**Material for this task:**
* * * * *
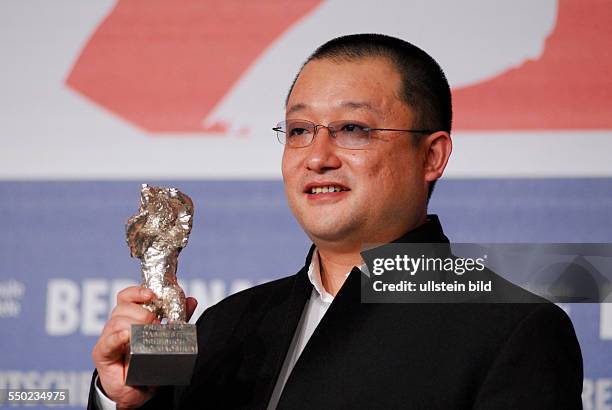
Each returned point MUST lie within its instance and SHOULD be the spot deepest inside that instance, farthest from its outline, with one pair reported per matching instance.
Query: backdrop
(98, 97)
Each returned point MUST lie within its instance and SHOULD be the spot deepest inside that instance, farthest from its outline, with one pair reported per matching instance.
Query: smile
(326, 189)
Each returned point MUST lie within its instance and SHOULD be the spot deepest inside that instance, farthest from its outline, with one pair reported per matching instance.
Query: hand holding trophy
(158, 354)
(164, 353)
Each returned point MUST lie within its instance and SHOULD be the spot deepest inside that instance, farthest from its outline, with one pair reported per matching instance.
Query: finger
(112, 346)
(117, 324)
(135, 294)
(192, 304)
(138, 313)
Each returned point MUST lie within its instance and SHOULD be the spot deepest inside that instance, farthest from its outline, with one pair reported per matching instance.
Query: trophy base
(161, 355)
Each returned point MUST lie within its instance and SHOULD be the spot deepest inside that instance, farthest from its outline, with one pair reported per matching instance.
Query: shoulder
(248, 304)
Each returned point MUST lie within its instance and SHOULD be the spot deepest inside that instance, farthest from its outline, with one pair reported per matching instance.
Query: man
(367, 134)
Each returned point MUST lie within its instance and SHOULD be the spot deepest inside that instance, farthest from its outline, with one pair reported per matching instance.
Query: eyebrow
(354, 105)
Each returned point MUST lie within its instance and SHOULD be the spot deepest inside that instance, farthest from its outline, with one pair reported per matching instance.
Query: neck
(334, 267)
(339, 259)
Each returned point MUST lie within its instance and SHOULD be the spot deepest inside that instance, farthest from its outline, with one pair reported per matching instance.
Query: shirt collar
(314, 275)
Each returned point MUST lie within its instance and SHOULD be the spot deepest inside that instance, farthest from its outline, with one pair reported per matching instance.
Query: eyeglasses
(345, 134)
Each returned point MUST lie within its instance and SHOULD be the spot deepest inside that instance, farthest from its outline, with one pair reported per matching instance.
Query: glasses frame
(332, 133)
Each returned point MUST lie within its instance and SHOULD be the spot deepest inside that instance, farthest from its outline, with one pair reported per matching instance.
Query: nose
(321, 154)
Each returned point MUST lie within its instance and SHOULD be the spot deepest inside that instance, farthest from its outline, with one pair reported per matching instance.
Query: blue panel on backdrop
(64, 254)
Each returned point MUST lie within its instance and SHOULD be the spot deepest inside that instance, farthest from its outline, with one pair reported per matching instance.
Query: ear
(437, 149)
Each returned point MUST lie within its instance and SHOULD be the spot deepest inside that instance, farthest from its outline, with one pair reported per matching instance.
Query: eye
(297, 131)
(353, 128)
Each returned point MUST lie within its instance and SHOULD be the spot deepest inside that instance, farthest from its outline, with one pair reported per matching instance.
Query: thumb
(192, 303)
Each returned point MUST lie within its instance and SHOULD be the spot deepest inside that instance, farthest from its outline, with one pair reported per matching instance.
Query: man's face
(383, 186)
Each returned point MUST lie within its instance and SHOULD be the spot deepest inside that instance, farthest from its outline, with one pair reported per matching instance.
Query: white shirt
(313, 312)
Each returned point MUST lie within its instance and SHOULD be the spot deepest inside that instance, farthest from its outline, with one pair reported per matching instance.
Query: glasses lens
(295, 133)
(350, 134)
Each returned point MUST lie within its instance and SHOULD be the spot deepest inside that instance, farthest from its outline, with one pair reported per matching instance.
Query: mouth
(322, 188)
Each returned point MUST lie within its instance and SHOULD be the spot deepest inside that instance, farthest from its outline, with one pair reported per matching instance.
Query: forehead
(366, 83)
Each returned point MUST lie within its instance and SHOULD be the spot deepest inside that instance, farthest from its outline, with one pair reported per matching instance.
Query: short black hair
(425, 88)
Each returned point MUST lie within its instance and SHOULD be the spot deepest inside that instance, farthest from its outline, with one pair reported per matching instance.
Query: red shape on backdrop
(568, 87)
(164, 65)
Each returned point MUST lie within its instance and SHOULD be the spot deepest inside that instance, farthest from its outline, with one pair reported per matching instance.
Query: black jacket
(381, 356)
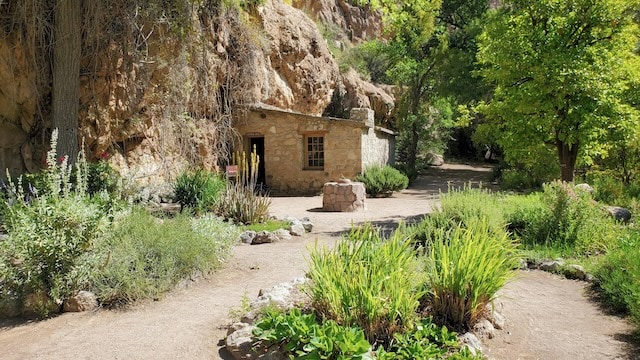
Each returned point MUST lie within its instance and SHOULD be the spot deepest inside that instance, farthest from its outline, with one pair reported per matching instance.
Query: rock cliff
(155, 99)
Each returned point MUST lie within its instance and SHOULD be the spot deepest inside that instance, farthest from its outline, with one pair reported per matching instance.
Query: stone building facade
(299, 153)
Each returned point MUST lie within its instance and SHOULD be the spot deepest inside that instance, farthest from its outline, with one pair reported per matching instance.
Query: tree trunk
(66, 75)
(568, 155)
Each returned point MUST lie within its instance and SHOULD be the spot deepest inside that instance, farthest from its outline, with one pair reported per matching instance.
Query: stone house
(299, 153)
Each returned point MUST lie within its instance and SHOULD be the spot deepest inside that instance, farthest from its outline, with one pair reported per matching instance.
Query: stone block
(343, 197)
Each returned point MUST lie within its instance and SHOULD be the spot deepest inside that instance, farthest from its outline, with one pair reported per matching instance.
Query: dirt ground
(547, 317)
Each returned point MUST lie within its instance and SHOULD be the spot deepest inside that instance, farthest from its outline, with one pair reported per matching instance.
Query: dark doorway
(258, 145)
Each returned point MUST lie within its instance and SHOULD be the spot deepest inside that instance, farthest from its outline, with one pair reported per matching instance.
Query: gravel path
(548, 318)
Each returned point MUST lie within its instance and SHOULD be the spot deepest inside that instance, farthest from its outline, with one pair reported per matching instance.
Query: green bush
(465, 268)
(199, 190)
(383, 181)
(145, 256)
(243, 205)
(301, 336)
(367, 282)
(619, 276)
(571, 220)
(428, 341)
(51, 231)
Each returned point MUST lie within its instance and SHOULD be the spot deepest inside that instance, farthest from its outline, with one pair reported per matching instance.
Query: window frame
(308, 144)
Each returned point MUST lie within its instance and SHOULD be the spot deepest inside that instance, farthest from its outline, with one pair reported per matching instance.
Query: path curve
(189, 323)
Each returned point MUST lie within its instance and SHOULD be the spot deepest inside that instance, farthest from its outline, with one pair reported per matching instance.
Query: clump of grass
(465, 269)
(367, 282)
(383, 181)
(147, 256)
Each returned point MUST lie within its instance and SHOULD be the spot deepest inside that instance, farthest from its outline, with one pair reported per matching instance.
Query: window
(314, 152)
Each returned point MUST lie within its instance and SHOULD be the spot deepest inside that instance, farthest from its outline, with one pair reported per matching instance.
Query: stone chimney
(365, 116)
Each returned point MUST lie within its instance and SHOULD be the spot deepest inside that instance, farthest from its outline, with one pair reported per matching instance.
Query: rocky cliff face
(158, 100)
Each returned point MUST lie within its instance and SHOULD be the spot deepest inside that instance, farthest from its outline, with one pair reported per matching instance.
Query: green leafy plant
(199, 190)
(242, 201)
(303, 337)
(465, 269)
(367, 282)
(427, 341)
(383, 181)
(50, 234)
(145, 256)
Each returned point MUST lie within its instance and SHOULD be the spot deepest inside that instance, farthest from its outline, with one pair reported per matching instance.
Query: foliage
(50, 233)
(367, 282)
(199, 190)
(465, 269)
(301, 336)
(242, 201)
(428, 341)
(145, 256)
(382, 181)
(568, 219)
(269, 225)
(561, 71)
(619, 276)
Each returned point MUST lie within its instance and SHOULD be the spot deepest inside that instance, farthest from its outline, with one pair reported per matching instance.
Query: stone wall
(284, 134)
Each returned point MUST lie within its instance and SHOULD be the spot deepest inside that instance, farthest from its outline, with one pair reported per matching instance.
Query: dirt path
(189, 323)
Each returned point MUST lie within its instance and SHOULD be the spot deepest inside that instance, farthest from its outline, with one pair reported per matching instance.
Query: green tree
(561, 69)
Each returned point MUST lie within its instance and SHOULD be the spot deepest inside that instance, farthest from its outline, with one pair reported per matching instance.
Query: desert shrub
(50, 234)
(145, 256)
(382, 181)
(427, 341)
(367, 282)
(301, 336)
(469, 205)
(465, 268)
(199, 190)
(570, 219)
(243, 205)
(619, 276)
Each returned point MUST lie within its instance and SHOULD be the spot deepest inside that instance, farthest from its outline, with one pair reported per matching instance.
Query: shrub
(619, 276)
(367, 282)
(570, 219)
(50, 234)
(146, 256)
(243, 205)
(428, 341)
(199, 190)
(383, 181)
(302, 336)
(465, 268)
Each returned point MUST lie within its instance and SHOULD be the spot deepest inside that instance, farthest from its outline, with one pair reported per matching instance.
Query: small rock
(82, 301)
(264, 237)
(282, 234)
(551, 266)
(619, 213)
(297, 229)
(484, 328)
(240, 343)
(585, 188)
(247, 237)
(576, 272)
(471, 342)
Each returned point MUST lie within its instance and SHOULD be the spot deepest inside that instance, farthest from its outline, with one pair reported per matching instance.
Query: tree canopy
(562, 71)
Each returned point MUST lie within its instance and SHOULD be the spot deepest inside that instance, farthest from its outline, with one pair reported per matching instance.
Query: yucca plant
(367, 282)
(465, 268)
(241, 202)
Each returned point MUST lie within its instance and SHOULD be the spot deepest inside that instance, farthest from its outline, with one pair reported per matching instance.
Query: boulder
(296, 229)
(619, 213)
(471, 342)
(247, 237)
(82, 301)
(264, 237)
(576, 272)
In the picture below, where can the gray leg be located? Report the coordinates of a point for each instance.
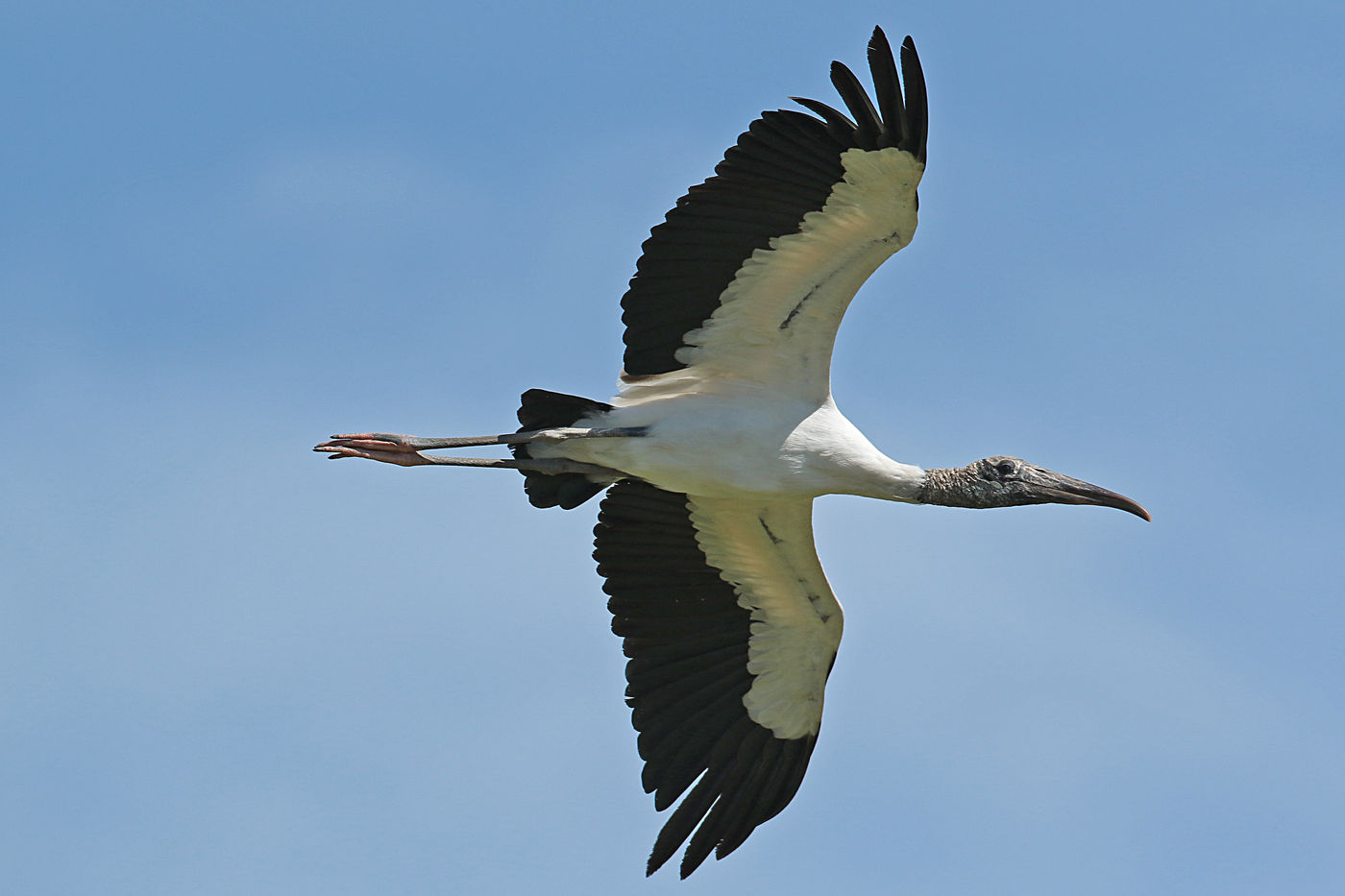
* * * * *
**Task brief:**
Pictures excluded, write out exactly and only the lines of the material from the one containing "Query: tree canopy" up to and including the last line.

**Solution for this exercise:**
Query: tree canopy
(562, 71)
Each returned point MUST lie within its instance and SHOULD be the spot deepest inside that instance, farthest from its outline, with one pair reported per matching instance.
Query: yucca plant
(367, 282)
(465, 268)
(241, 202)
Each returned point MUST lie within its instance and SHOULD be the spot deepest inside that instance, farthest from its outline, with one pair reported per matching instance.
Query: boulder
(296, 229)
(619, 213)
(471, 342)
(247, 237)
(82, 301)
(264, 237)
(576, 272)
In the picture below, where can the gray leg be located? Report the coordinates of a point for each instance.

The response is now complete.